● PROBLEM TO SOLVE:
Will you quote all of the data below verbatim, leaving the pictures out of your answer?

(Data entries)
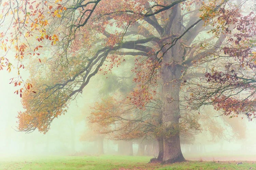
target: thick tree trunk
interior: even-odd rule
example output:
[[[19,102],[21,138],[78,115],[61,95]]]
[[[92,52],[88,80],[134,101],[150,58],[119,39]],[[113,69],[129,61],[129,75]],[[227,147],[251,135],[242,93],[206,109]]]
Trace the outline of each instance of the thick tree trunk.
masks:
[[[163,160],[163,139],[162,138],[160,138],[157,140],[158,142],[158,156],[157,159],[159,161]]]
[[[165,17],[168,20],[165,28],[165,36],[177,37],[182,33],[182,19],[180,7],[176,5],[167,13]],[[169,40],[172,41],[172,38]],[[167,48],[163,48],[164,51]],[[180,41],[165,53],[161,65],[162,78],[162,124],[163,126],[163,156],[164,163],[184,161],[180,140],[179,119],[180,118],[179,79],[182,70],[184,49]]]
[[[171,74],[171,72],[169,72],[169,74]],[[166,163],[185,160],[181,152],[180,140],[179,119],[180,116],[178,101],[180,87],[175,85],[175,82],[170,83],[174,79],[173,78],[165,79],[164,81],[165,85],[163,86],[163,93],[165,94],[162,108],[165,130],[163,162]]]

● TASK SOLUTION:
target: thick tree trunk
interior: even-odd rule
example output:
[[[19,102],[21,138],[78,115],[61,95]]]
[[[92,52],[88,80],[134,101],[150,58],[119,39]],[[113,69],[129,61],[129,75]],[[227,147],[251,135],[242,93],[206,109]]]
Trace the outline of each instance of the thick tree trunk.
masks:
[[[163,160],[163,139],[162,138],[160,138],[157,140],[158,142],[158,156],[157,159],[159,161]]]
[[[165,17],[168,20],[165,28],[165,36],[177,37],[182,33],[182,19],[180,7],[176,5],[167,13]],[[169,40],[172,41],[172,38]],[[167,48],[163,48],[164,51]],[[180,41],[165,53],[161,65],[162,78],[162,124],[163,126],[163,156],[164,163],[184,161],[180,140],[179,119],[180,118],[179,79],[182,70],[184,49]]]
[[[171,74],[171,72],[169,72],[169,74]],[[166,163],[185,160],[181,152],[180,140],[179,119],[180,116],[178,101],[180,87],[175,85],[175,82],[170,83],[174,79],[173,78],[165,79],[164,81],[165,85],[163,86],[163,93],[165,94],[162,108],[165,130],[163,162]]]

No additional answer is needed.